What to do
Which lines in the records below contain the word "instance"? Identify each one and copy it in full.

Records for this exercise
======

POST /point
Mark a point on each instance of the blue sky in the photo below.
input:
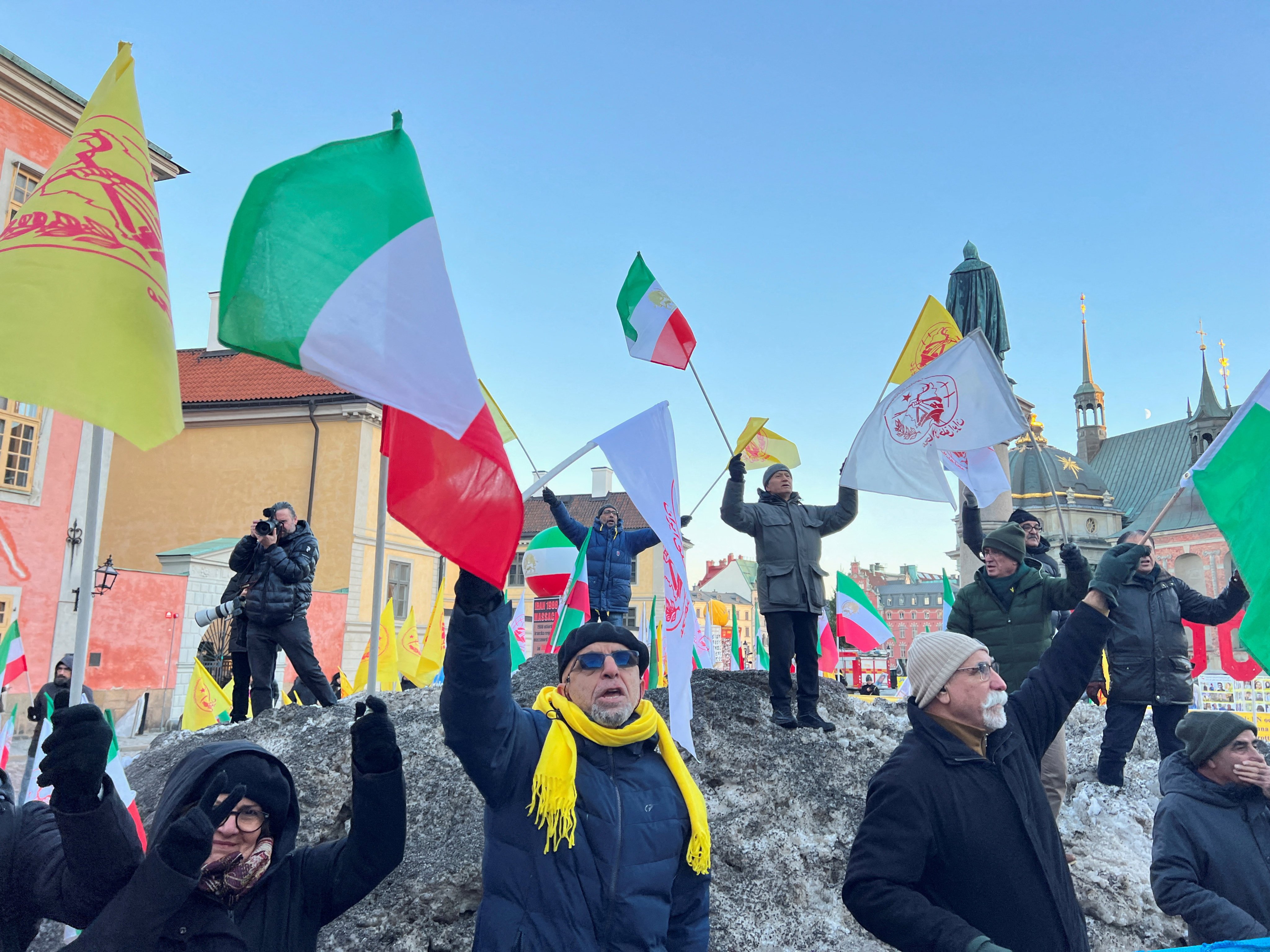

======

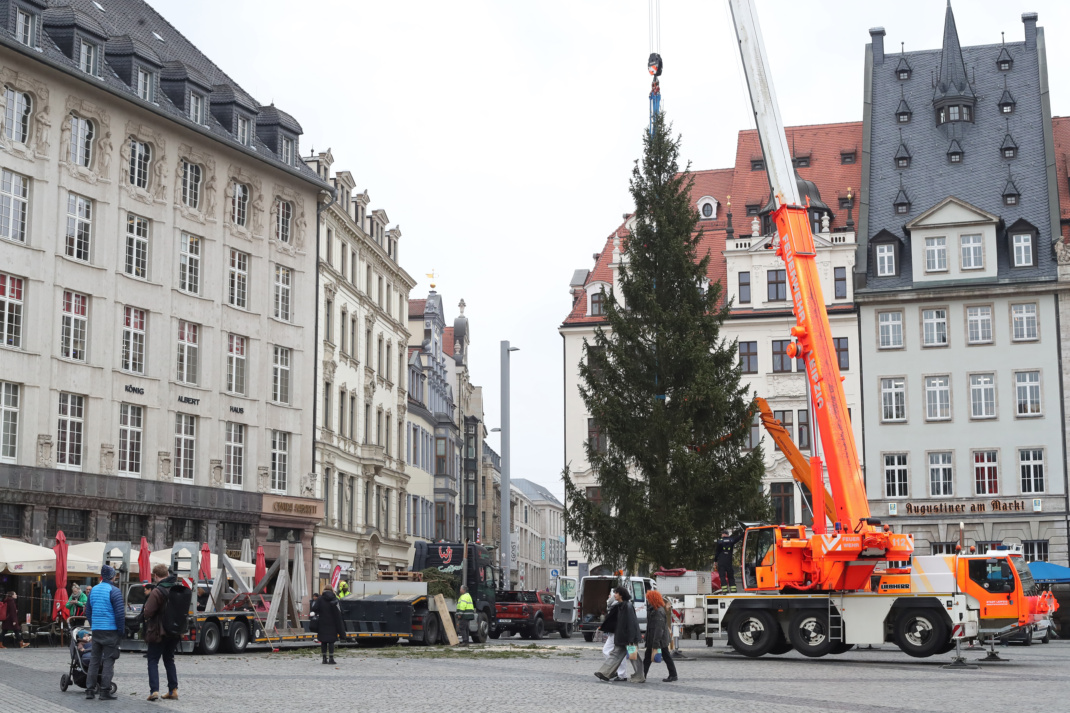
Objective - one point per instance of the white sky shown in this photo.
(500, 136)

======

Written response
Mark a point on each instance of the blue sky in the photo below.
Objective - one point per instance of the white sky shown in this photo.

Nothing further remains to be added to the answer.